Short problem: Display each line of the material below that contains the string "query". Match case: a line counts only if its capitalization is the same.

[START Provided entries]

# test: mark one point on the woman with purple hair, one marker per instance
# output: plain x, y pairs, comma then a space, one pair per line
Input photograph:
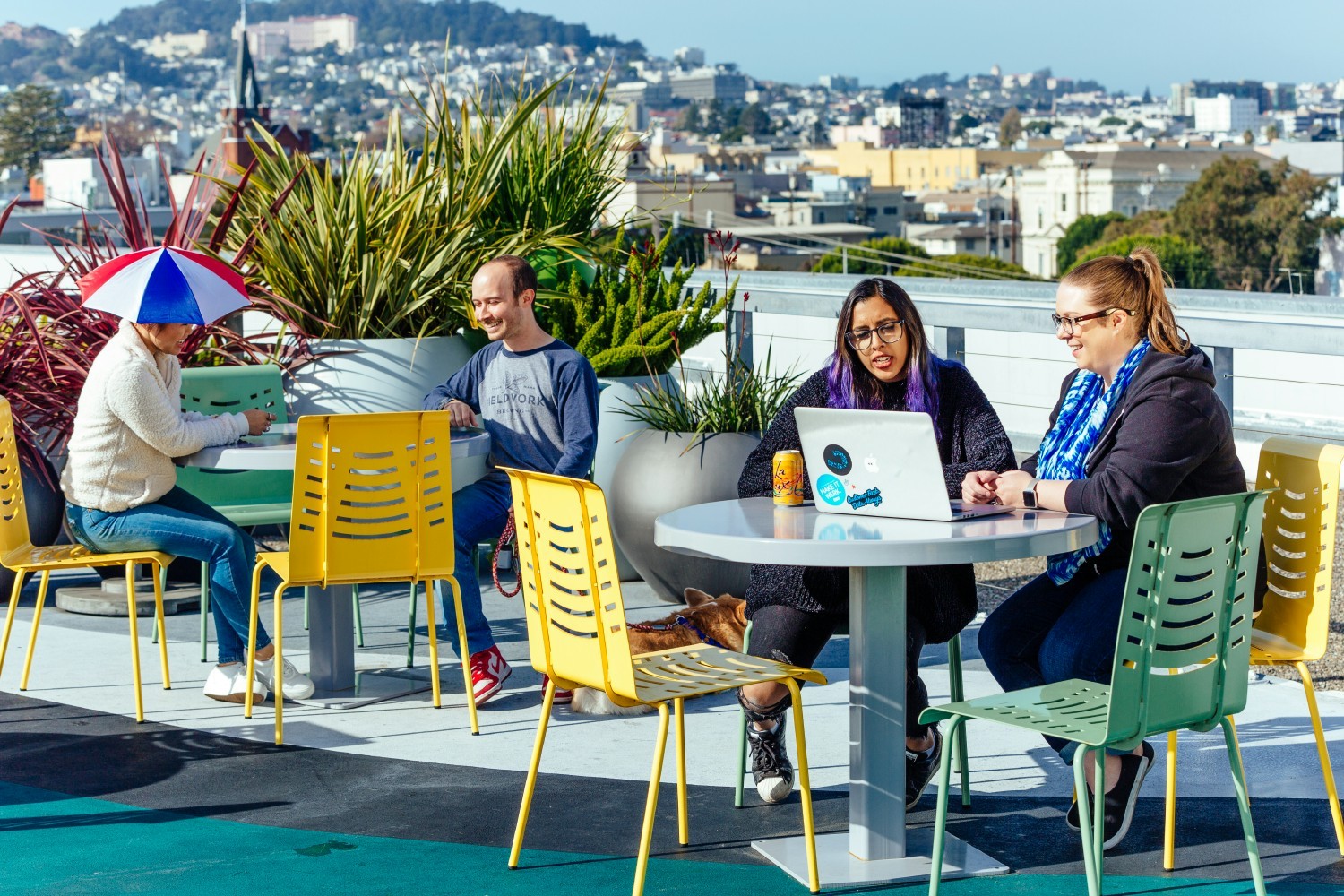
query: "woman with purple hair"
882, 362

[END Provided entries]
[START Provided entries]

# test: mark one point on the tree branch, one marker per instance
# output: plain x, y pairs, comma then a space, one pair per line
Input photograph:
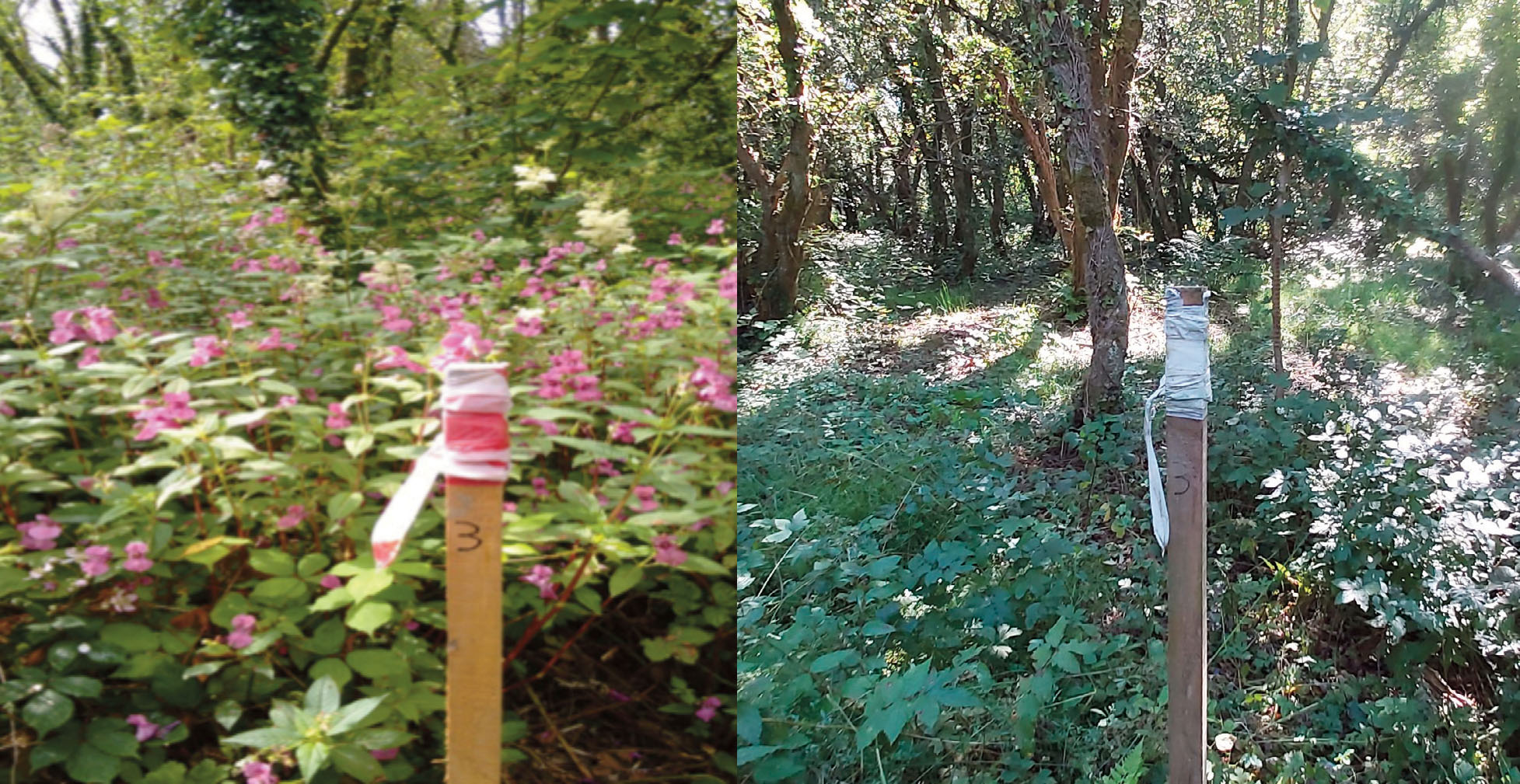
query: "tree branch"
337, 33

[END Provided entries]
[START Provided entries]

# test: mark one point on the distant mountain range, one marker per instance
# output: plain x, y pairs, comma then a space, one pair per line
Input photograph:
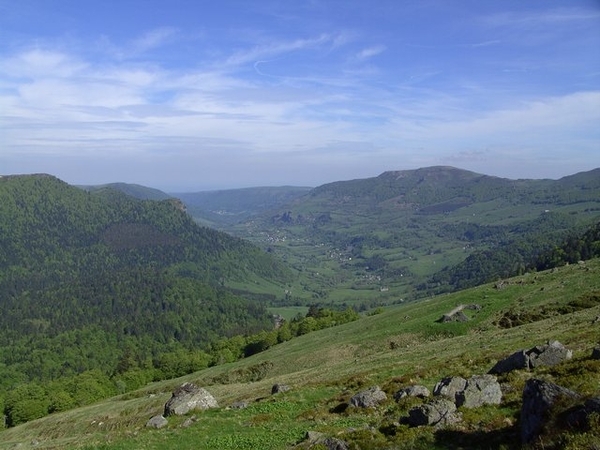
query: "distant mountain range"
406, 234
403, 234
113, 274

[END Provided entries]

Answer to the task:
query: "woman with purple hair"
query: "tree branch"
query: "distant mountain range"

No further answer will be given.